- Directions -
Swap "mule" for "donkey" in the lines between the one holding "trace --target brown" and the one holding "236 49 L 233", inclusive. Write out only those lines, with nothing else changed.

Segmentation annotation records
[start]

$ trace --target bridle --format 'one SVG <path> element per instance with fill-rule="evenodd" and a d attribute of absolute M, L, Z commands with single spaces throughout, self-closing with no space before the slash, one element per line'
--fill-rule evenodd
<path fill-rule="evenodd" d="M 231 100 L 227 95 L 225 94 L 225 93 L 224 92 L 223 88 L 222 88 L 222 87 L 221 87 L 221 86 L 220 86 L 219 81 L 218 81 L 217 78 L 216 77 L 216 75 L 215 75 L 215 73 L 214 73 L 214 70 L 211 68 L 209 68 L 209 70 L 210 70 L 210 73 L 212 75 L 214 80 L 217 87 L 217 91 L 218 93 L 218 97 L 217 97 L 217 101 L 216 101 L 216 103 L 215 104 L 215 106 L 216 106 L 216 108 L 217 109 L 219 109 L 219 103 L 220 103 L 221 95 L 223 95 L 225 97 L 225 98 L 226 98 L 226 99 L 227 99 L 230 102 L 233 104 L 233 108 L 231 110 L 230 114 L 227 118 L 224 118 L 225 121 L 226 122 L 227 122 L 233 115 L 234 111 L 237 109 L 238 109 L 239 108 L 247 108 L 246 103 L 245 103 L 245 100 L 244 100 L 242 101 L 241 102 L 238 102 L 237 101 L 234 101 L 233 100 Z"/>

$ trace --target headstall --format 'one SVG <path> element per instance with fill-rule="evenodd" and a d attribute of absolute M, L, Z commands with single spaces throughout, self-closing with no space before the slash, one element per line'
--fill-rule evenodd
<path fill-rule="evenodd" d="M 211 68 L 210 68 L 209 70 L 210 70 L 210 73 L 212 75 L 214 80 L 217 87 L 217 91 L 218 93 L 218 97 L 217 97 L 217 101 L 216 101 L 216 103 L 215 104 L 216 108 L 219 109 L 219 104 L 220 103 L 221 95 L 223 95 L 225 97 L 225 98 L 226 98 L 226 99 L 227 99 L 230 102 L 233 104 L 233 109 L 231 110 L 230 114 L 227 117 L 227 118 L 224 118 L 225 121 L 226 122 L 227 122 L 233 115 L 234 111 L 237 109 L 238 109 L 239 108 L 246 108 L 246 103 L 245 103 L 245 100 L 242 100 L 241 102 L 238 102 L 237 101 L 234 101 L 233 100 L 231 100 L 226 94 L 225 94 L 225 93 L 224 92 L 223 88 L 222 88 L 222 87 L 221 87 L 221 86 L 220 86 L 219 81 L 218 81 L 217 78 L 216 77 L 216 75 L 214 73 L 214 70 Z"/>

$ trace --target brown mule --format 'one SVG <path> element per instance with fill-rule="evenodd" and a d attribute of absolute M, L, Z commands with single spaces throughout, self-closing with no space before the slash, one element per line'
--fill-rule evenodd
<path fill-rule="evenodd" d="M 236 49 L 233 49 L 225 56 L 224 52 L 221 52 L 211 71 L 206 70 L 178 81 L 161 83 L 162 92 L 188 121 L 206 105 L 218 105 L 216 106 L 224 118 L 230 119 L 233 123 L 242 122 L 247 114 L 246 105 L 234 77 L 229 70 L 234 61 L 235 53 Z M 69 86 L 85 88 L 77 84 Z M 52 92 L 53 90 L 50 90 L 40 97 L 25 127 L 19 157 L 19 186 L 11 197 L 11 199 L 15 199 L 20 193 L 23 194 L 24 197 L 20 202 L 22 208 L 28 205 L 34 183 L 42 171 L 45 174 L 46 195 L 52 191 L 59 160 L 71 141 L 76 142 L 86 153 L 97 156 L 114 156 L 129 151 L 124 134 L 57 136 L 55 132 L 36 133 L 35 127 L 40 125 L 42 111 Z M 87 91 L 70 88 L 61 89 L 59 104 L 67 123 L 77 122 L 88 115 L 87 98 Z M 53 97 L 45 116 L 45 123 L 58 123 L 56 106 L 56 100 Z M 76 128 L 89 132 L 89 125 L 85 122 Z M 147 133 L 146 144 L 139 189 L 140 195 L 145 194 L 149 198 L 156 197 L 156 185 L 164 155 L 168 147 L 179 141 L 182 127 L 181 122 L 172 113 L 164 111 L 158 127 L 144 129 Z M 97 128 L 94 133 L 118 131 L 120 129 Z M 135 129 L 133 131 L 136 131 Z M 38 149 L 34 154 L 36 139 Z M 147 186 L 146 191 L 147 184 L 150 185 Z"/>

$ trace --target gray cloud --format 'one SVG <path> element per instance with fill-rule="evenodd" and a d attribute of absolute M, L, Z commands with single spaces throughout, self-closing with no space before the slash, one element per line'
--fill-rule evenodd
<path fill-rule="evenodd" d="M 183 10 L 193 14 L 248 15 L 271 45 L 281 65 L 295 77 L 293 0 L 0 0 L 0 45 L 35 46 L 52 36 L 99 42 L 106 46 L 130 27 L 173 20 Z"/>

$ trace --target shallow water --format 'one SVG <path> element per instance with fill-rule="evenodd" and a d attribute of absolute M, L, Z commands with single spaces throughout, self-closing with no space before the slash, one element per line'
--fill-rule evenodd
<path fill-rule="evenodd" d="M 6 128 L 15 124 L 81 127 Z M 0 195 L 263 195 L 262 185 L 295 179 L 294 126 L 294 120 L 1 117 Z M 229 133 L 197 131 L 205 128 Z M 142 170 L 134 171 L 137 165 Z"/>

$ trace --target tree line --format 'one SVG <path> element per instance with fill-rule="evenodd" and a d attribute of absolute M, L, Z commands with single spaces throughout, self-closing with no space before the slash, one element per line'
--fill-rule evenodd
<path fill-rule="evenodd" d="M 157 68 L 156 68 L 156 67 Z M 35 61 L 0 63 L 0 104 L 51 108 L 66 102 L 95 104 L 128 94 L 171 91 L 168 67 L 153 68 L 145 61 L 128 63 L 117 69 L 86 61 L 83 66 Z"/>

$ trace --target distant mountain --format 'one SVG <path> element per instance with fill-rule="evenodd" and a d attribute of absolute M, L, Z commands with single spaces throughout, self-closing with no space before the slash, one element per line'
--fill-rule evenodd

[end]

- Exercise output -
$ trace --target brown donkey --format 'one SVG <path> element per instance with fill-rule="evenodd" and a d attribute of absolute M, L, Z commands with single spaces throughout, self-closing with no space before the slash, one element per line'
--fill-rule evenodd
<path fill-rule="evenodd" d="M 236 49 L 233 49 L 225 56 L 224 52 L 221 52 L 211 71 L 206 70 L 178 81 L 161 83 L 162 92 L 188 121 L 206 105 L 218 105 L 216 106 L 224 118 L 230 119 L 233 123 L 242 122 L 247 114 L 246 105 L 234 77 L 229 70 L 234 61 L 235 53 Z M 69 86 L 85 88 L 77 84 Z M 52 92 L 53 90 L 50 90 L 40 97 L 25 127 L 19 157 L 19 186 L 11 197 L 11 199 L 15 199 L 20 193 L 23 194 L 24 197 L 20 202 L 22 208 L 28 205 L 34 183 L 42 171 L 45 174 L 46 195 L 52 191 L 59 160 L 71 141 L 76 142 L 86 153 L 97 156 L 114 156 L 129 151 L 124 134 L 57 136 L 55 132 L 36 133 L 35 127 L 40 125 L 42 111 Z M 87 91 L 70 88 L 61 89 L 59 104 L 67 123 L 77 122 L 88 115 L 87 98 Z M 53 97 L 45 116 L 45 123 L 58 123 L 56 106 L 56 100 Z M 76 128 L 89 132 L 89 125 L 85 122 Z M 147 133 L 146 144 L 139 189 L 140 195 L 145 194 L 149 198 L 156 197 L 156 185 L 164 155 L 168 147 L 179 141 L 182 127 L 181 122 L 172 113 L 164 111 L 158 127 L 144 129 Z M 97 128 L 94 133 L 118 131 L 120 129 Z M 135 129 L 133 131 L 136 131 Z M 38 149 L 34 154 L 36 139 Z M 147 186 L 146 191 L 147 184 L 150 185 Z"/>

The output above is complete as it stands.